▶ _Given instruction_: Reproduce the lines of the items below verbatim, starting with the line that contains "Question: For every instance of the grass verge" and ending with the line that contains "[(68, 444), (392, 363)]". Include both of those lines and nothing else.

▶ _Record extracts_:

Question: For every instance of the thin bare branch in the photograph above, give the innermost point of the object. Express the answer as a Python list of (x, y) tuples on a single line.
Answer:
==
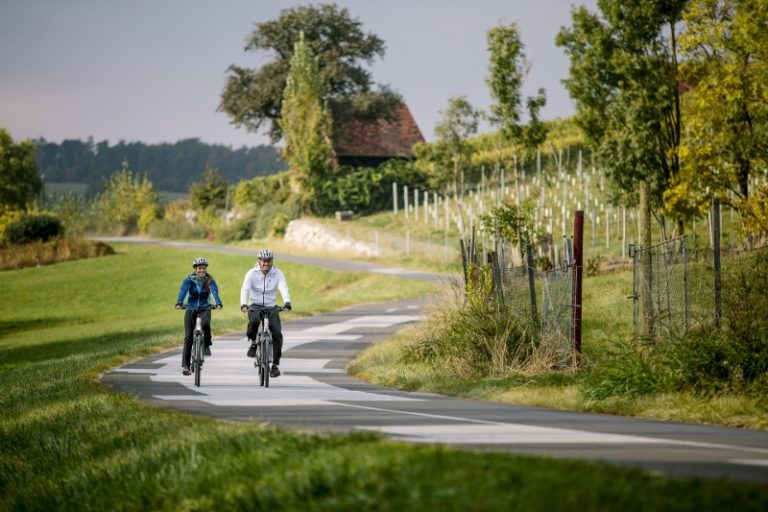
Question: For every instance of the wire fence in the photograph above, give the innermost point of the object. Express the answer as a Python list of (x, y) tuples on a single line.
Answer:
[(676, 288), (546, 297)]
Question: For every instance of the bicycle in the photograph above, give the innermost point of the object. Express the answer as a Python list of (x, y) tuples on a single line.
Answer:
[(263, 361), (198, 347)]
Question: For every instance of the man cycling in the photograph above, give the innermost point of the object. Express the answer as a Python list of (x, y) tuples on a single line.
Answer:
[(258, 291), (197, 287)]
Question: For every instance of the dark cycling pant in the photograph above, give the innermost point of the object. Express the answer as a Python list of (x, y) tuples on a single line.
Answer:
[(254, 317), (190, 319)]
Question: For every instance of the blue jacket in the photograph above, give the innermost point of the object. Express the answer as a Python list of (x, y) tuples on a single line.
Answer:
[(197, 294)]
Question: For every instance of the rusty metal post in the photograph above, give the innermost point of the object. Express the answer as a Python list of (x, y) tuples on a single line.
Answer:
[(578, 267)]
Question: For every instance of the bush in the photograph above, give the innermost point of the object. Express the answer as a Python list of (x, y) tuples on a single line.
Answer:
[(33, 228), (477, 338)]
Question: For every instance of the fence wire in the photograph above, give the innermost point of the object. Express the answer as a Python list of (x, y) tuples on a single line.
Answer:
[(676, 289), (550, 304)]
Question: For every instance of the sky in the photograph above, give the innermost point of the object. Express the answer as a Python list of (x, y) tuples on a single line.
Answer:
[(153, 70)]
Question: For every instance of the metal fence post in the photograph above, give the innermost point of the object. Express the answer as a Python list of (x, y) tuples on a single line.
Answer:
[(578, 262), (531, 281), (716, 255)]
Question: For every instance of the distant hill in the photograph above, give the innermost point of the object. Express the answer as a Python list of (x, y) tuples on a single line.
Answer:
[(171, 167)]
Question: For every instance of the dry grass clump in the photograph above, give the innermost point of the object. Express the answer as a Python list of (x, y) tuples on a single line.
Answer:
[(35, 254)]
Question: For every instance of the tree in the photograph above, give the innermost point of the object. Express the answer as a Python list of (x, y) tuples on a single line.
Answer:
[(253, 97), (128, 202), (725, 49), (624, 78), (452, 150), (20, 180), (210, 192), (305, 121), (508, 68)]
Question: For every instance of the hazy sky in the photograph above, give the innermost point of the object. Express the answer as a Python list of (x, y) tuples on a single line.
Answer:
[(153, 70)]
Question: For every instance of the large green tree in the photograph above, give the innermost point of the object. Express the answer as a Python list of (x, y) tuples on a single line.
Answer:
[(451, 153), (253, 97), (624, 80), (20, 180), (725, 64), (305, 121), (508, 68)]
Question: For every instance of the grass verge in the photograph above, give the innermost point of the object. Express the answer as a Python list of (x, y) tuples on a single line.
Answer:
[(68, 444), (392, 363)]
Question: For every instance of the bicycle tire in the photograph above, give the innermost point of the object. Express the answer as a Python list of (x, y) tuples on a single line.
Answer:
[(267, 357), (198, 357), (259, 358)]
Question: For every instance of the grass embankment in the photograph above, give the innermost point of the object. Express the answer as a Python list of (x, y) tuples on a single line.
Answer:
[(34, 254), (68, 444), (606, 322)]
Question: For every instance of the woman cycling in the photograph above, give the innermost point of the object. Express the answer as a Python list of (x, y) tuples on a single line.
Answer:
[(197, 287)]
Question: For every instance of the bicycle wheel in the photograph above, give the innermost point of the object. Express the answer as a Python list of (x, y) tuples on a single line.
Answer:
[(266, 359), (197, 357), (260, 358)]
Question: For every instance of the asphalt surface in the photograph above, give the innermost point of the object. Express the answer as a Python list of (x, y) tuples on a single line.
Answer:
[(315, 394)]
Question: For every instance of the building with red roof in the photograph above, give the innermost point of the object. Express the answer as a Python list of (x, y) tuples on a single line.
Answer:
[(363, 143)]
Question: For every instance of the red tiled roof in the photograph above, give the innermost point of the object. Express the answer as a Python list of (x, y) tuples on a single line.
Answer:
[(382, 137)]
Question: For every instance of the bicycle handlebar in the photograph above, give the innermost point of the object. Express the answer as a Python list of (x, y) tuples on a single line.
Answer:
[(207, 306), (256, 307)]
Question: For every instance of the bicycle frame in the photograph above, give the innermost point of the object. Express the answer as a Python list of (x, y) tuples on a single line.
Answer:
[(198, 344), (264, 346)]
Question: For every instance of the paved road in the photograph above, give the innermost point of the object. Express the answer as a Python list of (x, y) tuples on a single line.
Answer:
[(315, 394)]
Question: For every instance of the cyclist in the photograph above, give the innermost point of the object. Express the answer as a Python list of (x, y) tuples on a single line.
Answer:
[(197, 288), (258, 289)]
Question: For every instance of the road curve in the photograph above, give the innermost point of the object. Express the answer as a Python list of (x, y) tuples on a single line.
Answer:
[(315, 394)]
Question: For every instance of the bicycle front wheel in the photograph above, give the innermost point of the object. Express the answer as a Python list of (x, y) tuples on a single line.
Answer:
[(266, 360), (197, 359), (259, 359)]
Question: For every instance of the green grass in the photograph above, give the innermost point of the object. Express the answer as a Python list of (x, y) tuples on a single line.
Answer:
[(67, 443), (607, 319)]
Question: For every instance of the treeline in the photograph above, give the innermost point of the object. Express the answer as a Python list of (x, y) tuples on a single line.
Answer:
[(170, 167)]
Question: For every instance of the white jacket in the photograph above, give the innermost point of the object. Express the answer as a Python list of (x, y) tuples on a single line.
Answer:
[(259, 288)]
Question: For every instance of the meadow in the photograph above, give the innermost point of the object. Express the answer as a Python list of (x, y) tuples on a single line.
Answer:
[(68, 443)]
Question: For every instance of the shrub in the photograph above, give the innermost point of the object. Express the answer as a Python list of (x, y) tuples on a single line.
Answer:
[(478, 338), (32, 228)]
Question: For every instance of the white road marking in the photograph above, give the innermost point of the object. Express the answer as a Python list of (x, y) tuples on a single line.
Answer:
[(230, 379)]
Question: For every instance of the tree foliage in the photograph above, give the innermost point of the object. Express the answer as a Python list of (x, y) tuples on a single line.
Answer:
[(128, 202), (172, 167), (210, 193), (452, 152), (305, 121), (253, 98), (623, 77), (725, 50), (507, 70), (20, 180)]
...
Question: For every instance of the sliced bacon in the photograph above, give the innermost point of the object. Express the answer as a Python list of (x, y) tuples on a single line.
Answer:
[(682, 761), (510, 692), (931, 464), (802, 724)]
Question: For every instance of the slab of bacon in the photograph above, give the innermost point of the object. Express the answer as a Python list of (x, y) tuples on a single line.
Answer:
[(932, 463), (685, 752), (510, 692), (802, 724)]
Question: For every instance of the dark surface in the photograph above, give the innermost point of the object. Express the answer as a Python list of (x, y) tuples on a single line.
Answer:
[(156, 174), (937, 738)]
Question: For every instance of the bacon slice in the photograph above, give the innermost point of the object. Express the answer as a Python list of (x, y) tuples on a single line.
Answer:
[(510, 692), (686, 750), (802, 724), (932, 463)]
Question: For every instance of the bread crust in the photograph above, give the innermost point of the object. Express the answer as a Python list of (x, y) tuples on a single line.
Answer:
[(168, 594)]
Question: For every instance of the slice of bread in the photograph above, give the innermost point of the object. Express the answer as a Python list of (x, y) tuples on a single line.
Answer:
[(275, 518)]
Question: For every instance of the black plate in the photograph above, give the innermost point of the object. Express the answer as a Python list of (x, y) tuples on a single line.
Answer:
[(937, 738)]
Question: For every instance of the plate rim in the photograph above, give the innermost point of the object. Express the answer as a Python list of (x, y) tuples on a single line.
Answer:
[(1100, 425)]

▶ _Solution for this task_:
Question: For every instance of the grass verge in the photograph above, give the innermost point of the object. Express the answer as a Python list of (x, y) tuples on a single line.
Answer:
[(68, 444), (392, 363)]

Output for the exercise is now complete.